Count every line in the entries that holds the word "blurred". The reply is that count alone.

**Exercise data:**
--- START ---

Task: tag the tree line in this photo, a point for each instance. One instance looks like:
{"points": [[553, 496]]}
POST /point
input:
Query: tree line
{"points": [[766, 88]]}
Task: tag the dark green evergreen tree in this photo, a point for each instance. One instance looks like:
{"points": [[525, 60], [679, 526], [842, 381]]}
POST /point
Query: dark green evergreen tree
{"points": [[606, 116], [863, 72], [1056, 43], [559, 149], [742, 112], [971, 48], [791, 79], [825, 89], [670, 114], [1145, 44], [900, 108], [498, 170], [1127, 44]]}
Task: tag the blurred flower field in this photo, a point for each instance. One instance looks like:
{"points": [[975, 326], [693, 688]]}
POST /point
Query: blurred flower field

--- END ---
--- START ---

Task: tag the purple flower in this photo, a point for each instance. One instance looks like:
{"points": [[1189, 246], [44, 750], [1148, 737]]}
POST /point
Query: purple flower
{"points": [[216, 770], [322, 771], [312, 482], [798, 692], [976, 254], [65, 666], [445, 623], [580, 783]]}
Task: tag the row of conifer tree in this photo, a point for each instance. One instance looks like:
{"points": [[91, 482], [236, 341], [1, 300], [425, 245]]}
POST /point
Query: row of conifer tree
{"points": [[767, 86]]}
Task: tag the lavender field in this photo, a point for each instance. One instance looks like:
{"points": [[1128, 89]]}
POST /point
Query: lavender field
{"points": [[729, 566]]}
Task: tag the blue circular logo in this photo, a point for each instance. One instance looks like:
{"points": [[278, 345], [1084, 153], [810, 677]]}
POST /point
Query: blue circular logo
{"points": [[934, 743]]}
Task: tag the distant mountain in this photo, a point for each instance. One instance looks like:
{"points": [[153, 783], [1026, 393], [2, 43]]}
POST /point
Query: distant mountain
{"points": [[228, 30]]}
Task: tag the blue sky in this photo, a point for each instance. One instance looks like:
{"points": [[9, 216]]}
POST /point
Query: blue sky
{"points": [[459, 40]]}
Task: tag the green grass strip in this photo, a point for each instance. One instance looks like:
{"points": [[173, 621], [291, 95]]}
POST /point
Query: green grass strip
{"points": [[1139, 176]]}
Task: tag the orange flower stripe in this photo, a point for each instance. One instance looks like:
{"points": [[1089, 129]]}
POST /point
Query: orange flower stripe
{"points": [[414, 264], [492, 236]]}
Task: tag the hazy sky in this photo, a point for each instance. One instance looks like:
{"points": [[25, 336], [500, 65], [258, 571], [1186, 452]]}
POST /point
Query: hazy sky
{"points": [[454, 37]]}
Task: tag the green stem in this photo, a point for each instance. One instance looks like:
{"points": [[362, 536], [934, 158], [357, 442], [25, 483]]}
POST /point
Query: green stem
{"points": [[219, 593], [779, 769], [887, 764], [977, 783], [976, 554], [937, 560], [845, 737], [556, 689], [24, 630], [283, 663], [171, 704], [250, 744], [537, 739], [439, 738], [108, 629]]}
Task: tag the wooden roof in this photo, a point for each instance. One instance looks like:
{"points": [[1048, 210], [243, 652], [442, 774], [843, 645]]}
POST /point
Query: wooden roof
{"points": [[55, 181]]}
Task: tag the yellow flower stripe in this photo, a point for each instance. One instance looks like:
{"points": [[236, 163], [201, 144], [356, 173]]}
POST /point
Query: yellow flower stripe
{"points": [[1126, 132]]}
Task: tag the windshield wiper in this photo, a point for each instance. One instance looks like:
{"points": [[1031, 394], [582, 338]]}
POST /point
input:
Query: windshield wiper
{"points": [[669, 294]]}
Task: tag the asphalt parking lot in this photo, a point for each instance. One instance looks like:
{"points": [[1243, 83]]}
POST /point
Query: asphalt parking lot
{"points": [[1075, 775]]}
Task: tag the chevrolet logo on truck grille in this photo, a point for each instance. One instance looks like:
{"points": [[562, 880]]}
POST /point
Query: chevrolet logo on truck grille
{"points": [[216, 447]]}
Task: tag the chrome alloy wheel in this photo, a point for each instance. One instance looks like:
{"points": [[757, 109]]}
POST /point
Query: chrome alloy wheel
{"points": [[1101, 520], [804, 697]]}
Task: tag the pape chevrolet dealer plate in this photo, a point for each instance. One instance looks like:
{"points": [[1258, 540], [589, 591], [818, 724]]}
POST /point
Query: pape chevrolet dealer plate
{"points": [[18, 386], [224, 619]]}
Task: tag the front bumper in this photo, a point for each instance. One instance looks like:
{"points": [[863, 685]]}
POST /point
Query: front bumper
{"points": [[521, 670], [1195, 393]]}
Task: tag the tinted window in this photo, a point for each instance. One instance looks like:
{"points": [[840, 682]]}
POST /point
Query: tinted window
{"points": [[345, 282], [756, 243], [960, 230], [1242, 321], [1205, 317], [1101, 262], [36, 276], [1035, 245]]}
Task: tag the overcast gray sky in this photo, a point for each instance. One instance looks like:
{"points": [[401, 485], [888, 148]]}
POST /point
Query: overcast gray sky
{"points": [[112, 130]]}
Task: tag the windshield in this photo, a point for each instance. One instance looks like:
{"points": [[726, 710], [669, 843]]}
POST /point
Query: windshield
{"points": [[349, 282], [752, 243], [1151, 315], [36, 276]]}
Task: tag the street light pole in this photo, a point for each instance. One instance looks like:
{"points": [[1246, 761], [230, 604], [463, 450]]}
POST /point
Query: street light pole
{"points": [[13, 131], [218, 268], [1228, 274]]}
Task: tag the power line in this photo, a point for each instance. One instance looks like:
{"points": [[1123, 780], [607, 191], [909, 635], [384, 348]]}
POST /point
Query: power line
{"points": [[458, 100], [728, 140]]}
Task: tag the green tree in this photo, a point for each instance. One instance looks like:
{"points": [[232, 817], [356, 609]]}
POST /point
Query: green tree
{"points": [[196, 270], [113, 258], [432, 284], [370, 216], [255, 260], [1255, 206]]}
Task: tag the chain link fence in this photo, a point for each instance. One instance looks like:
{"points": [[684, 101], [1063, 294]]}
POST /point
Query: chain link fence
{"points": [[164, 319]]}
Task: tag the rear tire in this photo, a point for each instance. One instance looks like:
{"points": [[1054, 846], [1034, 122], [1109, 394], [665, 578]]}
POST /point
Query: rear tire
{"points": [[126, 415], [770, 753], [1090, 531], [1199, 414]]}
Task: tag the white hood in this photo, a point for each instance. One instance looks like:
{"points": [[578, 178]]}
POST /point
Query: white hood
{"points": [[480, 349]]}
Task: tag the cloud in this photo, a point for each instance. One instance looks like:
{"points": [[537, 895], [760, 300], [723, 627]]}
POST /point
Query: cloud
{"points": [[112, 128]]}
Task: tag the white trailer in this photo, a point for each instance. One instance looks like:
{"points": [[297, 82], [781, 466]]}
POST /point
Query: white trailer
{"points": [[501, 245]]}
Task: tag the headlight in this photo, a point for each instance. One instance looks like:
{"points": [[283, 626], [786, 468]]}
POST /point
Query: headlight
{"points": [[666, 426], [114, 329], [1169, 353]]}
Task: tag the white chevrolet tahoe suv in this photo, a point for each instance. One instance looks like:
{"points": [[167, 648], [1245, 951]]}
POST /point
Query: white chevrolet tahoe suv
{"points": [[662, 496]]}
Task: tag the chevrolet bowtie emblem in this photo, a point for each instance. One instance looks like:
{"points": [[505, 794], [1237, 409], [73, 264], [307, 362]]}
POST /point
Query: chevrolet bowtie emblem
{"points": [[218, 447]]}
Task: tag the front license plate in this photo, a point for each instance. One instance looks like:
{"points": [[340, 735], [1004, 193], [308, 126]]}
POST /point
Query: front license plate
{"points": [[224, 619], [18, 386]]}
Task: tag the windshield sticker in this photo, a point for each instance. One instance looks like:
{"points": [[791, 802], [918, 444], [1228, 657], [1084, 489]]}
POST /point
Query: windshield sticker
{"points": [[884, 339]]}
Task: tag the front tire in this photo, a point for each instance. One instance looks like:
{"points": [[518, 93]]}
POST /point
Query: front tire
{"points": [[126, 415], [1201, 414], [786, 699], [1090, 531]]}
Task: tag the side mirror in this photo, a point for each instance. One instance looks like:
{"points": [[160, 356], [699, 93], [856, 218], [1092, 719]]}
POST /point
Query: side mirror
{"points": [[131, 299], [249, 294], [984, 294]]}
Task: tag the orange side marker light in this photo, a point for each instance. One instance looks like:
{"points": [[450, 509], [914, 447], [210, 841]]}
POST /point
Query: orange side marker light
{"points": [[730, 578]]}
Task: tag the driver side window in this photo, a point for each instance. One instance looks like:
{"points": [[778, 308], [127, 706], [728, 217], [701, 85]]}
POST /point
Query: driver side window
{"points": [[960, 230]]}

--- END ---
--- START ---

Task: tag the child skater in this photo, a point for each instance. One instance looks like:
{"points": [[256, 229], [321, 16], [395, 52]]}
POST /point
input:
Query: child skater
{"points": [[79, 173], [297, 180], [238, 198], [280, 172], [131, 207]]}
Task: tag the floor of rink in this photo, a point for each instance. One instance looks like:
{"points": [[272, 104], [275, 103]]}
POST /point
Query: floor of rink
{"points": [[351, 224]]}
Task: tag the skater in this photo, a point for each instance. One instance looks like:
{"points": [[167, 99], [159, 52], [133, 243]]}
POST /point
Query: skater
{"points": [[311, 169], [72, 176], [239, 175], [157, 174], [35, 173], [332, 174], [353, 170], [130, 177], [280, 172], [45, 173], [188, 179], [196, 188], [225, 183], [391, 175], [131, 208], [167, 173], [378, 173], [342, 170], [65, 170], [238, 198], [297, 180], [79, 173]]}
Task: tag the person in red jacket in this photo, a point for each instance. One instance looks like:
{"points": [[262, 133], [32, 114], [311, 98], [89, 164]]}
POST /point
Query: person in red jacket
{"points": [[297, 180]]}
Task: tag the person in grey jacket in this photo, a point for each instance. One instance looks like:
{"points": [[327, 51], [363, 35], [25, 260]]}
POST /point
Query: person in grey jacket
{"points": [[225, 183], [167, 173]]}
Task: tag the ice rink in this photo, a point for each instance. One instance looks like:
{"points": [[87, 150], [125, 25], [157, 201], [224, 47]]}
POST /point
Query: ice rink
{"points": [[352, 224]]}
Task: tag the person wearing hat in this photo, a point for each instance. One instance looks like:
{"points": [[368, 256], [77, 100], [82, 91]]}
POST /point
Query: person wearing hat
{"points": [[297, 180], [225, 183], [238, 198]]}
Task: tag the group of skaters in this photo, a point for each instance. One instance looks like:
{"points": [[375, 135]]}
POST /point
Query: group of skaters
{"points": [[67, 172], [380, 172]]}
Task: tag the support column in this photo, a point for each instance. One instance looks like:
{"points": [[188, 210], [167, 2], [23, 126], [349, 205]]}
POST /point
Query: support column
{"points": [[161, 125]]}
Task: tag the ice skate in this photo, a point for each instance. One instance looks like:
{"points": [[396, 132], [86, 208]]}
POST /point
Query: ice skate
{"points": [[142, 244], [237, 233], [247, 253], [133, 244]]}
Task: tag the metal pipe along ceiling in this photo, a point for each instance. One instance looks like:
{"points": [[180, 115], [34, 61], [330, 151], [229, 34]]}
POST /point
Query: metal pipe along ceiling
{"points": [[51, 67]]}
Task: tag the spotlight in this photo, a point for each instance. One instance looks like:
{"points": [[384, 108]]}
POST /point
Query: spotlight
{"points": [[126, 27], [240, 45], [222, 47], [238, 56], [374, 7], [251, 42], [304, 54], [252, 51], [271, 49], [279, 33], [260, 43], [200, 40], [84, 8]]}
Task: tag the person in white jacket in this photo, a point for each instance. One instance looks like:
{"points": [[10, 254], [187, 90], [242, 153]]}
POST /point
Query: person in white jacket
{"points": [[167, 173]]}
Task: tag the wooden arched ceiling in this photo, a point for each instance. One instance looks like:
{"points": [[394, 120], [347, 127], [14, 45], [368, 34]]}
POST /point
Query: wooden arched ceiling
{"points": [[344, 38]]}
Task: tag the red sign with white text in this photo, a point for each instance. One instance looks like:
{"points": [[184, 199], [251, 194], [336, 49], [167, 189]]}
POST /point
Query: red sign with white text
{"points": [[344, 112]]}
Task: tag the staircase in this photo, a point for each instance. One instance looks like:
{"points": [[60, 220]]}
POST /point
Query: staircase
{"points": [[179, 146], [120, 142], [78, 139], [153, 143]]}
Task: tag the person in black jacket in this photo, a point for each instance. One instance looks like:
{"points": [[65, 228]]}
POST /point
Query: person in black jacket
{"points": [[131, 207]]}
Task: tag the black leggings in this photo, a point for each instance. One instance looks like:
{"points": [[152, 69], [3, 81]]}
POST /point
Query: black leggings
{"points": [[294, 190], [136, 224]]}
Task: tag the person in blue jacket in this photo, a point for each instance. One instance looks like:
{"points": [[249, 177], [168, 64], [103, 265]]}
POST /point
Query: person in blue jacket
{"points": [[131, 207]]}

--- END ---

**Answer section:** 2